# START OF Entries supplied

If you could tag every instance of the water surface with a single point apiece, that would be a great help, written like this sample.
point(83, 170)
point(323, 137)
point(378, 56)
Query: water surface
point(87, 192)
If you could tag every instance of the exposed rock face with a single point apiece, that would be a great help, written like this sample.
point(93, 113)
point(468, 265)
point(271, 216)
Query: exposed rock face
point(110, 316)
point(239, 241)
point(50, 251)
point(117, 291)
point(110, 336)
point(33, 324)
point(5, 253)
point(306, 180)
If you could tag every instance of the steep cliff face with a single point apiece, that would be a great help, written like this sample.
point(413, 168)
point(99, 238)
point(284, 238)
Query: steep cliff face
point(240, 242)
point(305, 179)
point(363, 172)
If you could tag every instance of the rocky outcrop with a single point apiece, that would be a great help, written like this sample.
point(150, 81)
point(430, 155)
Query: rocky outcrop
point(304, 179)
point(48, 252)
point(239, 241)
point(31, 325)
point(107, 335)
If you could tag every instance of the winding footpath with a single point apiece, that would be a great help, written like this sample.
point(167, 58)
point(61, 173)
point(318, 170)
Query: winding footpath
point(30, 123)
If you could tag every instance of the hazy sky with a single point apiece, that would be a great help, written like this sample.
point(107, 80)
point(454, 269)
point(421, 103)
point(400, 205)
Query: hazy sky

# END OF Entries supplied

Exercise objective: Update the stretch from the start of the records through the line that contains "point(107, 335)" by replacing "sample" with "example" wherever it occurs, leaving all else unchanged.

The solution:
If you could tag every instance of the water surface with a single point apiece, that would be a great help, written like this example.
point(83, 170)
point(323, 137)
point(378, 56)
Query: water surface
point(87, 192)
If you could tag every instance of the exposed rock face with a single point apiece, that would be a great help, written like this example.
point(93, 113)
point(468, 265)
point(271, 216)
Query: exposed rock face
point(110, 316)
point(239, 241)
point(50, 251)
point(117, 291)
point(110, 336)
point(33, 324)
point(5, 253)
point(306, 180)
If you could tag every instance of the steep cliff face with a single point apiece, that would be a great help, written like this example.
point(413, 168)
point(99, 238)
point(284, 238)
Query: steep cliff face
point(240, 242)
point(305, 179)
point(363, 172)
If you could tag every instance of the rocky outcrop with a single point apiece, that would be a great help, written like this example.
point(150, 81)
point(430, 155)
Query: rocky outcrop
point(304, 179)
point(48, 252)
point(239, 241)
point(31, 325)
point(107, 335)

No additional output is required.